Copy every one of the entries below word for word, without changing anything.
· · ·
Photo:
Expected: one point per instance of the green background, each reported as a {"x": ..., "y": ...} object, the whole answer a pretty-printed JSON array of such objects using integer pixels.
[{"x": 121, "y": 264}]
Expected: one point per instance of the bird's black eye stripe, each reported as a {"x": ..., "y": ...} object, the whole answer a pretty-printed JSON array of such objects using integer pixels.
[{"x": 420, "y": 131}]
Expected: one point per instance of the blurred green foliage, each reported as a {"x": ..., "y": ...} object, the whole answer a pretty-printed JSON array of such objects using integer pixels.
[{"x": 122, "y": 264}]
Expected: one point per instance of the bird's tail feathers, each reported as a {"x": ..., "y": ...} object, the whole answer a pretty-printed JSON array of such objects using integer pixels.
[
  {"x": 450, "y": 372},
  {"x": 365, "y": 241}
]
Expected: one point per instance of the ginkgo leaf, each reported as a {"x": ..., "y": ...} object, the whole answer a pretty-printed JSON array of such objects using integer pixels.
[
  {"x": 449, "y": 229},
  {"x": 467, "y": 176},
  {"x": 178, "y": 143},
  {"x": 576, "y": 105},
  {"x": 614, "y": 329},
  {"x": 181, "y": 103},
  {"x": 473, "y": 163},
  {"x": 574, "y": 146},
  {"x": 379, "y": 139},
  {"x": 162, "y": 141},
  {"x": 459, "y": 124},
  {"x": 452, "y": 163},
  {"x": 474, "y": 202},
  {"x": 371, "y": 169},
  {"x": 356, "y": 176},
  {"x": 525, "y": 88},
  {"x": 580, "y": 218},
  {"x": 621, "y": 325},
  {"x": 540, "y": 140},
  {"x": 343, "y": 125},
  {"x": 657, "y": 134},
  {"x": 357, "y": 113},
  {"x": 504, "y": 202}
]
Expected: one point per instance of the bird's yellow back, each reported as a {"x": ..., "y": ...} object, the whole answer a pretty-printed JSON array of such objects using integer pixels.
· · ·
REPLY TO THE TASK
Photo:
Expected: one point per instance of the green background, each reported as a {"x": ..., "y": ...} object, the whole answer a pretty-printed JSON array of such objects using integer pixels.
[{"x": 121, "y": 264}]
Expected: one point per instance of the bird's black eye stripe, each reported as a {"x": ..., "y": ...} object, the whole answer a pretty-printed JSON array of such objects using integer pixels.
[{"x": 420, "y": 131}]
Expected: one point per instance of the blurred green foliage, each reported as a {"x": ..., "y": ...} object, the whole answer a pretty-printed JSON array of such objects using integer pixels.
[{"x": 122, "y": 264}]
Expected: one point per instance of the bird's tail feathers, each reported as a {"x": ..., "y": ...} object, the whole answer a pretty-printed JSON array of such objects using integer pixels.
[
  {"x": 450, "y": 372},
  {"x": 365, "y": 241}
]
Expected: one point per instance of the ginkgo leaf, each reported as a {"x": ..., "y": ...} object, the whole answer a pretty-printed JSON array of such objects using integer pixels.
[
  {"x": 449, "y": 229},
  {"x": 467, "y": 176},
  {"x": 178, "y": 143},
  {"x": 576, "y": 105},
  {"x": 614, "y": 329},
  {"x": 181, "y": 103},
  {"x": 473, "y": 163},
  {"x": 574, "y": 146},
  {"x": 379, "y": 139},
  {"x": 162, "y": 141},
  {"x": 459, "y": 124},
  {"x": 452, "y": 163},
  {"x": 474, "y": 202},
  {"x": 371, "y": 169},
  {"x": 356, "y": 176},
  {"x": 525, "y": 88},
  {"x": 580, "y": 218},
  {"x": 621, "y": 325},
  {"x": 540, "y": 140},
  {"x": 343, "y": 125},
  {"x": 657, "y": 134},
  {"x": 357, "y": 113},
  {"x": 504, "y": 202}
]
Expected: one point per instance of the bird's yellow back, each reported as a {"x": ..., "y": ...} object, the whole answer a pretty-printed JSON array of such objects using integer pixels.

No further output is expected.